= WORK TO COMPLETE =
Needed from the data below: every line from the one with "task: segment each instance of the boat roof" up to and including the one with "holes: even-odd rule", repeated exactly and with nothing else.

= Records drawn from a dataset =

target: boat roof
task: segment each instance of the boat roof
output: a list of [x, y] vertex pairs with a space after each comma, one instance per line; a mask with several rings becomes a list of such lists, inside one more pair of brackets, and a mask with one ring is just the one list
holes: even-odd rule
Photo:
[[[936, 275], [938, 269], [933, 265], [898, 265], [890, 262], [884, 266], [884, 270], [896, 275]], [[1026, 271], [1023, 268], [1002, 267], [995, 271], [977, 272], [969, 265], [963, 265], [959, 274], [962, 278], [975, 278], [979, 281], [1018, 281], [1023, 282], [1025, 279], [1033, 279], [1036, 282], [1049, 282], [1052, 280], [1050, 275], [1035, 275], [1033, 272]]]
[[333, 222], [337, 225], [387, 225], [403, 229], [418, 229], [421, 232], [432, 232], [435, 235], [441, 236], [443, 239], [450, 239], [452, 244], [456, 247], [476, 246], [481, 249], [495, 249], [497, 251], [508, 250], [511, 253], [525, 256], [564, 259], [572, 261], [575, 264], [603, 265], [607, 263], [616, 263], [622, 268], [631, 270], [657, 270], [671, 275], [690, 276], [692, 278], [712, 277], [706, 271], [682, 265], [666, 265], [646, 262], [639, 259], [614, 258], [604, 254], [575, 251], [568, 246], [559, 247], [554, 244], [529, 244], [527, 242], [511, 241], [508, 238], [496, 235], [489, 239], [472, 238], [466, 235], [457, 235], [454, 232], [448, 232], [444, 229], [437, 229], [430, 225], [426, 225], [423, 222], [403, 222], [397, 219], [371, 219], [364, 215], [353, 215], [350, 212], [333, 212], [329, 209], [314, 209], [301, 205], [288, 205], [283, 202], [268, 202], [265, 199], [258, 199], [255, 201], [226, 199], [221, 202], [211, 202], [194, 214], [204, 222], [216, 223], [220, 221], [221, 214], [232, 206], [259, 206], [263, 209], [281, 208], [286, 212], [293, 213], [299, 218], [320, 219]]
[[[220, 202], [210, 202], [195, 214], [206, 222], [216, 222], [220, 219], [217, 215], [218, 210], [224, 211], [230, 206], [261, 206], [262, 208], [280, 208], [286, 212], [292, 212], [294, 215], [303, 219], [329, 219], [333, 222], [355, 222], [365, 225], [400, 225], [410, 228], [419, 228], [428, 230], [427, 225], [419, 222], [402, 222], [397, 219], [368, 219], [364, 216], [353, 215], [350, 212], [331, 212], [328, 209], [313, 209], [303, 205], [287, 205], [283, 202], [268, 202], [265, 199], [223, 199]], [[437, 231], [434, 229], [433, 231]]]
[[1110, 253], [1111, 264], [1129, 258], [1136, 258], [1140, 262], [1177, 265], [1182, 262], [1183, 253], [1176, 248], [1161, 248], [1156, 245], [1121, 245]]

= FINISHED EXERCISE =
task: segment each instance of the boat roof
output: a list of [x, y] vertex pairs with a space after each comma, one instance per line; a mask with several rings becomes a list of such lists, inside one more pair of brackets, and a mask with one ring is just the one list
holes: even-odd rule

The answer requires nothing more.